(Object point labels)
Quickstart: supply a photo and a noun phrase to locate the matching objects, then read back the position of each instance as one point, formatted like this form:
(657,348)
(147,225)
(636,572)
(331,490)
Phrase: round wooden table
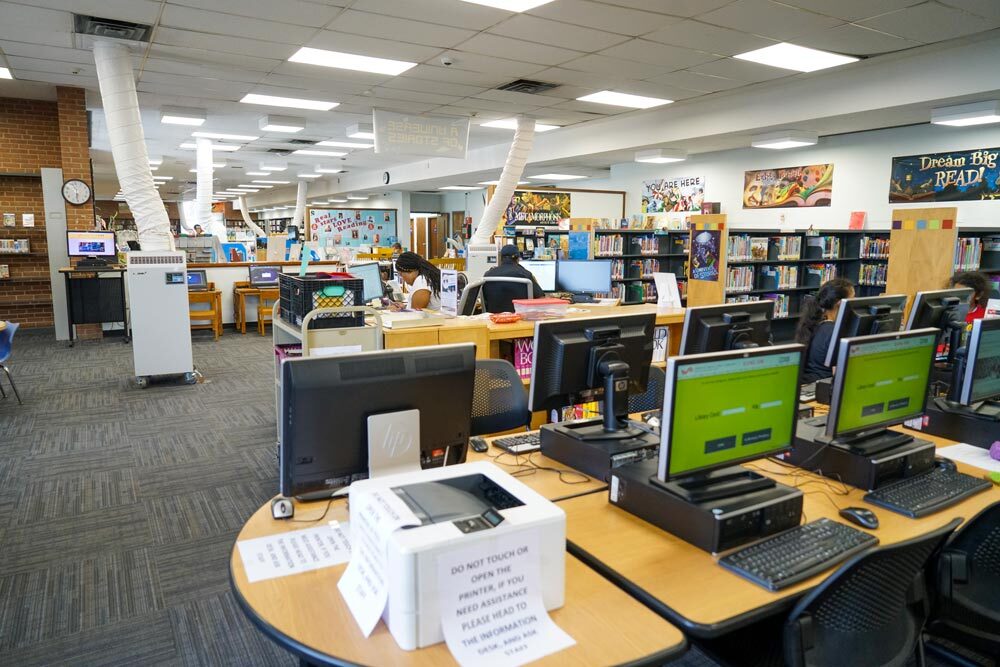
(305,614)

What the task requires: Render the data above as a Markdown table with columns n and Line, one row per line in order, skipping blank lines. Leave the pictures out.

Response for this exercise:
| n | Line |
|---|---|
| 1 | Quickstart: supply a photo and a noun phrase to locate the matching objects, then read back the position of each instance as one point, formatted like this form: |
| 2 | (657,348) |
| 3 | (147,225) |
| 4 | (636,572) |
| 5 | (331,490) |
| 6 | Phrase: round wooden table |
| 7 | (305,614) |